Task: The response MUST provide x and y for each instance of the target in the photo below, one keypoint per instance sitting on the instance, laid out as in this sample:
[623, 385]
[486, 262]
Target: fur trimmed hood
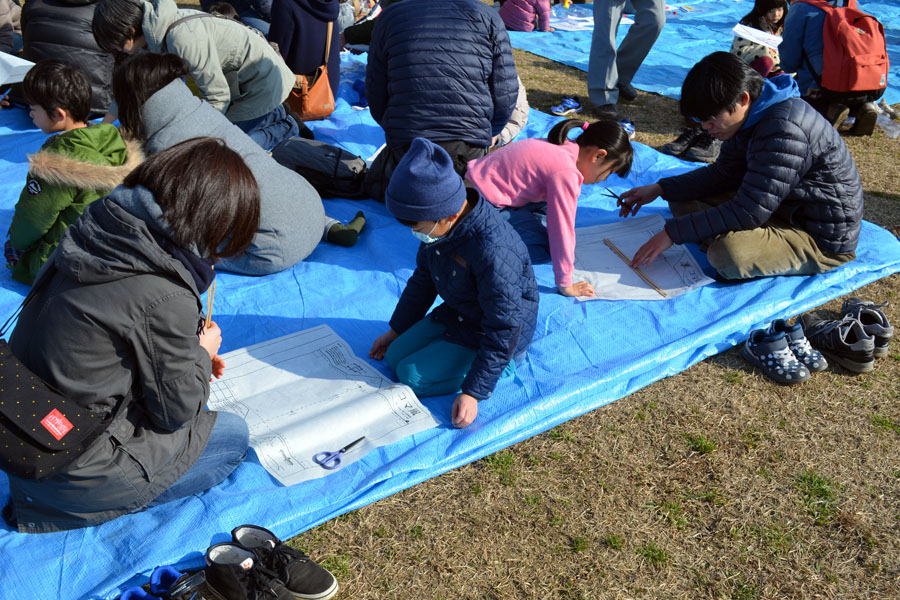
[63, 170]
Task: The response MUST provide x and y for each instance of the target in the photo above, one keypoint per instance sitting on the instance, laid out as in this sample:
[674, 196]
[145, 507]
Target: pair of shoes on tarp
[782, 352]
[694, 144]
[255, 565]
[862, 334]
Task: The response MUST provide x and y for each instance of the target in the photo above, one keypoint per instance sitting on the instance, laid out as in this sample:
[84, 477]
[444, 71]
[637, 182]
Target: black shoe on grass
[843, 341]
[873, 320]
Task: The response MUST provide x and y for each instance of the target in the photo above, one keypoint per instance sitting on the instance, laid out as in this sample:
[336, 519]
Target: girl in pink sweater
[534, 174]
[519, 15]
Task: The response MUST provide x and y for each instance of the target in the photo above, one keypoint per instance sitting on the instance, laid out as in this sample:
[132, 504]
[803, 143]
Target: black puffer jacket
[61, 29]
[791, 164]
[440, 70]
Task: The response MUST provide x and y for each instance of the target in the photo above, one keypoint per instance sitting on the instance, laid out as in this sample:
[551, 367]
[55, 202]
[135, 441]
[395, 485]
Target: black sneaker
[771, 354]
[685, 140]
[235, 573]
[627, 92]
[303, 577]
[704, 149]
[873, 320]
[845, 341]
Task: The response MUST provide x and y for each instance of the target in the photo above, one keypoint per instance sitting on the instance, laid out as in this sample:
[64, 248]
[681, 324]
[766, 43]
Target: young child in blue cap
[475, 261]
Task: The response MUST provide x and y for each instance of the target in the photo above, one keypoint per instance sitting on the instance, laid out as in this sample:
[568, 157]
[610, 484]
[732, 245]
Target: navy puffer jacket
[791, 164]
[482, 271]
[442, 71]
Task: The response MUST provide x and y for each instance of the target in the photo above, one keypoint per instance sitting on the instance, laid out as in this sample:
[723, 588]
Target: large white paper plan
[675, 271]
[307, 393]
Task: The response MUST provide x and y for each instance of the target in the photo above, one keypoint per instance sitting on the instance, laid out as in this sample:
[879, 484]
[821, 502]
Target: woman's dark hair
[716, 83]
[756, 17]
[605, 134]
[136, 79]
[117, 21]
[53, 84]
[207, 193]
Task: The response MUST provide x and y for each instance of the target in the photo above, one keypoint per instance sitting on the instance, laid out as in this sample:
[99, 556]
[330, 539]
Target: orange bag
[311, 97]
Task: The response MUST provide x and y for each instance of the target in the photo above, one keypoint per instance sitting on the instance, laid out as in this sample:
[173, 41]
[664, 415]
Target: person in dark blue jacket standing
[442, 71]
[783, 198]
[475, 261]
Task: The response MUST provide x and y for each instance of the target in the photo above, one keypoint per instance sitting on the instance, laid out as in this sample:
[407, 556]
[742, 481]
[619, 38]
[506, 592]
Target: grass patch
[699, 444]
[653, 554]
[819, 495]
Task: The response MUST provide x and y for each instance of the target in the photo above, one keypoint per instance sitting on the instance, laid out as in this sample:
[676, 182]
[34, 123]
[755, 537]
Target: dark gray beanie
[424, 186]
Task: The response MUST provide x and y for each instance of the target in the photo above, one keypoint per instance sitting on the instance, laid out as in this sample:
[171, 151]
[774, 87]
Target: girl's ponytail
[605, 134]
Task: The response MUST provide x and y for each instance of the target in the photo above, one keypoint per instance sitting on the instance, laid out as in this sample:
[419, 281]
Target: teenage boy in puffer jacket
[783, 198]
[475, 261]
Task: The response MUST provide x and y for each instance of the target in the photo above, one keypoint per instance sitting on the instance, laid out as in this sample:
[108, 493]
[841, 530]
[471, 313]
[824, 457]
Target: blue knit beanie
[424, 186]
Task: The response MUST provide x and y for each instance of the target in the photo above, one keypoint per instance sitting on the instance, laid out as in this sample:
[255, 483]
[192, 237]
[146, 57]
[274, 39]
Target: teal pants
[428, 363]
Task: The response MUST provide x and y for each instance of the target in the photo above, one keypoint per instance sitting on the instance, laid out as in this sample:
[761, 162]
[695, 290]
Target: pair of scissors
[332, 460]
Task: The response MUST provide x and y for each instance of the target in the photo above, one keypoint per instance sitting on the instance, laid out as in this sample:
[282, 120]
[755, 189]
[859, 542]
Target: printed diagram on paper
[675, 270]
[306, 393]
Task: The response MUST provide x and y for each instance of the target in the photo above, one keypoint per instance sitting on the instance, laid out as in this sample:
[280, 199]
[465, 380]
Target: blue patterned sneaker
[771, 353]
[569, 106]
[811, 358]
[873, 320]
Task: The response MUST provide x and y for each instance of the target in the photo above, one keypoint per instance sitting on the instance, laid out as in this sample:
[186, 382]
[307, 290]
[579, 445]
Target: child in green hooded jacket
[73, 168]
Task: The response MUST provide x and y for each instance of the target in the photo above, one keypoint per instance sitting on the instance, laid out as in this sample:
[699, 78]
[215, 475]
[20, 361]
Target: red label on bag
[57, 424]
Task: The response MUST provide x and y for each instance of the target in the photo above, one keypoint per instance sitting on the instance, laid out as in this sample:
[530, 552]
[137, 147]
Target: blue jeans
[270, 130]
[225, 450]
[428, 363]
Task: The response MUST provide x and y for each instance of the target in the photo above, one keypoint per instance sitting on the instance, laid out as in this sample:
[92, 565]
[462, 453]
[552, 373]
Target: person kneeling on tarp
[477, 263]
[116, 327]
[783, 198]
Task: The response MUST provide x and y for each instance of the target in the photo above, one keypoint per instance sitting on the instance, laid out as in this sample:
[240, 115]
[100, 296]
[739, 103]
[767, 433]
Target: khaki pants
[776, 248]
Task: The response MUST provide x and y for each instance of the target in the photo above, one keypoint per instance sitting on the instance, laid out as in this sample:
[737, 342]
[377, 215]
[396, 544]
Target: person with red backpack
[840, 57]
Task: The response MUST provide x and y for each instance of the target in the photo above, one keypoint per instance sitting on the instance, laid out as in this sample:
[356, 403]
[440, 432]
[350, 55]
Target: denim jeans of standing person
[270, 130]
[609, 67]
[225, 450]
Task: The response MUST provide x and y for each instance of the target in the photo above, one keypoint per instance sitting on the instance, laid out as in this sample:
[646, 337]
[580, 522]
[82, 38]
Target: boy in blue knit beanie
[475, 261]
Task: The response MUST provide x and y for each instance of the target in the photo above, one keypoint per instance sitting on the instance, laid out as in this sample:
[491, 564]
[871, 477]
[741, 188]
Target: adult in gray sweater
[125, 285]
[157, 107]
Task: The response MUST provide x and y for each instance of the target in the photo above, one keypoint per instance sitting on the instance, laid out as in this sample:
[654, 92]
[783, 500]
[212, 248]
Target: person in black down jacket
[476, 262]
[62, 29]
[793, 200]
[442, 71]
[300, 27]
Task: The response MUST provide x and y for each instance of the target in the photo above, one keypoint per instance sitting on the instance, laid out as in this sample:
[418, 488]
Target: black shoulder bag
[41, 431]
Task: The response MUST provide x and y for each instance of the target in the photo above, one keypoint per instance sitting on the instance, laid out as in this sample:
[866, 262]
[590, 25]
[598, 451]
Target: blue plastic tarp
[584, 356]
[692, 30]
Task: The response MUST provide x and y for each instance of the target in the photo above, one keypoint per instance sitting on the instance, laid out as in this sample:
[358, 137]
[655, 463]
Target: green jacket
[235, 68]
[70, 171]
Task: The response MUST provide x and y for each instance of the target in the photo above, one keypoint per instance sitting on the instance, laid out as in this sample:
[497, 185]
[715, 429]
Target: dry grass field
[714, 483]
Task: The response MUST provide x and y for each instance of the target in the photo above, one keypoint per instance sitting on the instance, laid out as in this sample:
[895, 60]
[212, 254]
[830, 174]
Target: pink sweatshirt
[534, 170]
[518, 15]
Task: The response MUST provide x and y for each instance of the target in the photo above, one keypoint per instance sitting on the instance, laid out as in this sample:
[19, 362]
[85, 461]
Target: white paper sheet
[675, 271]
[306, 393]
[769, 40]
[13, 68]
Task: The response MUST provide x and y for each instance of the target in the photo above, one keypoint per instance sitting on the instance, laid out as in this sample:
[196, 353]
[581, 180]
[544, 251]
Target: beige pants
[773, 249]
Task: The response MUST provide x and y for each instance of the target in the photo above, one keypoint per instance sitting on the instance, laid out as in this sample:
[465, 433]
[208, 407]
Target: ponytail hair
[605, 134]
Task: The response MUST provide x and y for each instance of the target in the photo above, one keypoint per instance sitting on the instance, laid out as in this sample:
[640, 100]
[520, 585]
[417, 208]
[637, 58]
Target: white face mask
[426, 238]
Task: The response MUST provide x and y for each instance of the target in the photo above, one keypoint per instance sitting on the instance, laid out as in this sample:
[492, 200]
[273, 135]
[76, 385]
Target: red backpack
[854, 56]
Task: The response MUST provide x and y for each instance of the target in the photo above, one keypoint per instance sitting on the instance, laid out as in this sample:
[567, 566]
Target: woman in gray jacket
[125, 285]
[155, 106]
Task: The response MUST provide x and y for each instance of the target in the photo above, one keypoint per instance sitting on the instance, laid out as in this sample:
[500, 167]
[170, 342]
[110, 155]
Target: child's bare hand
[379, 347]
[580, 288]
[465, 409]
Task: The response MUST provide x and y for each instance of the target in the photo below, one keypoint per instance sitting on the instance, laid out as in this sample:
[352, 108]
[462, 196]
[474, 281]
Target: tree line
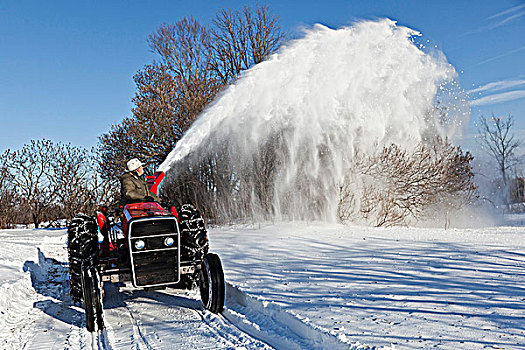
[48, 182]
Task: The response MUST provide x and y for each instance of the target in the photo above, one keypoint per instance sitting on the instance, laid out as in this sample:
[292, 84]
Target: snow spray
[325, 96]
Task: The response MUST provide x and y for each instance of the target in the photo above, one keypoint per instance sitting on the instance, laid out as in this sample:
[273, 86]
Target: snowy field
[290, 286]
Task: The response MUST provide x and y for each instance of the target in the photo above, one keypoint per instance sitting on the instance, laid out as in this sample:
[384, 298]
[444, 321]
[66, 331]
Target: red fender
[154, 181]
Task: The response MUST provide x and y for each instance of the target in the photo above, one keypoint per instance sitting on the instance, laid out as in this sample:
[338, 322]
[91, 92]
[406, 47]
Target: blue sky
[66, 67]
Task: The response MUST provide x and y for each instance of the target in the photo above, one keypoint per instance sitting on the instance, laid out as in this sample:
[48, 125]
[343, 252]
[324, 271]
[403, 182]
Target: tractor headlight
[140, 244]
[168, 242]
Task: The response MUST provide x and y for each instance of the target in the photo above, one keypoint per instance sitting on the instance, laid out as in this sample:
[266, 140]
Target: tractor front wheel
[92, 298]
[211, 283]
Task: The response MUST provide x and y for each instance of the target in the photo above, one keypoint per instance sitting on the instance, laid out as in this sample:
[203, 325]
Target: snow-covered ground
[290, 286]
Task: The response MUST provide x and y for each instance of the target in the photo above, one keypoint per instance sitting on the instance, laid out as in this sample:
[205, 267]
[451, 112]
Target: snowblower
[145, 244]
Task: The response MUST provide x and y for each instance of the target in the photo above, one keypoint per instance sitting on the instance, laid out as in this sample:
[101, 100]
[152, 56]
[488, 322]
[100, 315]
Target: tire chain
[82, 251]
[193, 232]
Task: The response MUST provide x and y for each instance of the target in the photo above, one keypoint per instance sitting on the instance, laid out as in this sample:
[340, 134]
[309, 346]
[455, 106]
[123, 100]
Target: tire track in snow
[143, 320]
[277, 327]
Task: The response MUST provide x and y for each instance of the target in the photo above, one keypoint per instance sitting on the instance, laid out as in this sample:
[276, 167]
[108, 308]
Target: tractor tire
[92, 298]
[82, 250]
[194, 237]
[211, 283]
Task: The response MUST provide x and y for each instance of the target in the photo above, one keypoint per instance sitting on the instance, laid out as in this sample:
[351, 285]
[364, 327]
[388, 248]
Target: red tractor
[147, 245]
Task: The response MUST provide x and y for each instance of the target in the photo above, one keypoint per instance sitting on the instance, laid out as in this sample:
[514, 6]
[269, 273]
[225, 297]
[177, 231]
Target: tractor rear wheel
[211, 283]
[82, 249]
[194, 237]
[92, 298]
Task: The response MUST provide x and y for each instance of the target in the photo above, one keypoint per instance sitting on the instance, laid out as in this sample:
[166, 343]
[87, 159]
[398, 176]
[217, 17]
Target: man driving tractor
[134, 187]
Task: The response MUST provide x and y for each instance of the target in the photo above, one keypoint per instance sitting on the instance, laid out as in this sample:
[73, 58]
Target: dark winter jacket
[134, 188]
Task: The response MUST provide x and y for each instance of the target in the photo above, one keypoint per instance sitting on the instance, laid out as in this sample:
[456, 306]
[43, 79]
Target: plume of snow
[328, 94]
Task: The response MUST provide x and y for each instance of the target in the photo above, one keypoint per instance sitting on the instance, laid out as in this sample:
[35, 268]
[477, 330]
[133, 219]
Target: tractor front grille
[155, 264]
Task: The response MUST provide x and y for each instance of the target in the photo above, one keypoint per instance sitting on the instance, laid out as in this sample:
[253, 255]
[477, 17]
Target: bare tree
[396, 186]
[242, 39]
[497, 139]
[7, 195]
[195, 63]
[31, 167]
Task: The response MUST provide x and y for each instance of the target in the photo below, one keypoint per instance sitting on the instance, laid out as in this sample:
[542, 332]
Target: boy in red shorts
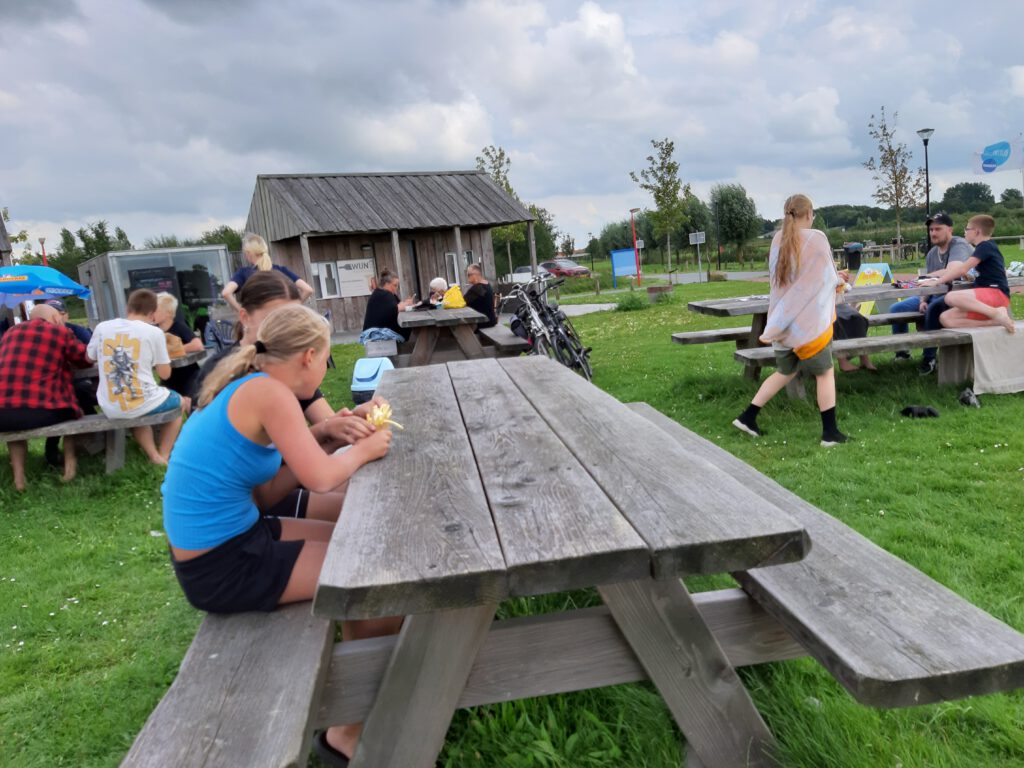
* * * * * * *
● How to complete this task: Leaving out every picture, transcribe exactly the lines from the line that contains "Target: tractor rear wheel" through the final line of the entries above.

● Problem solution:
Target: tractor rear wheel
[211, 283]
[82, 249]
[194, 237]
[92, 298]
Task: The response MUST provide x and y for each instance of the target in the photo above, one keypoint per instance sitting on the instance, laid out as in this sample:
[166, 343]
[87, 159]
[398, 176]
[217, 17]
Target: man driving tractor
[134, 187]
Task: The response MUST provide x and y for each instance of the target in the photo above, one keypoint per instance sitting on the instance, laid out as in this sample:
[73, 58]
Target: dark winter jacket
[134, 188]
Task: The response MUST provide x and y for each instance of the target in the photo above, one keypoint per instance sitting on the instance, laid out as in this sample:
[456, 306]
[43, 79]
Target: plume of snow
[328, 94]
Task: The response MUST provide x and y for each instance of the target in the photo above, one keypoint per instance sitting on the instance, laid out as in this sample:
[35, 268]
[477, 330]
[133, 219]
Target: tractor front grille
[155, 264]
Task: The response MUST provide x and y for each instance of the target in the photo above, one keypoint per instance sitting on the instance, laid out as in this sample:
[253, 255]
[477, 17]
Target: bare tree
[396, 186]
[242, 39]
[497, 139]
[7, 195]
[195, 63]
[31, 167]
Task: The response MUST provide x and y for each instance of the target in the photo below, one keypoint per instance sitting on the instance, laid out as in this sample:
[542, 332]
Target: boy in red shorts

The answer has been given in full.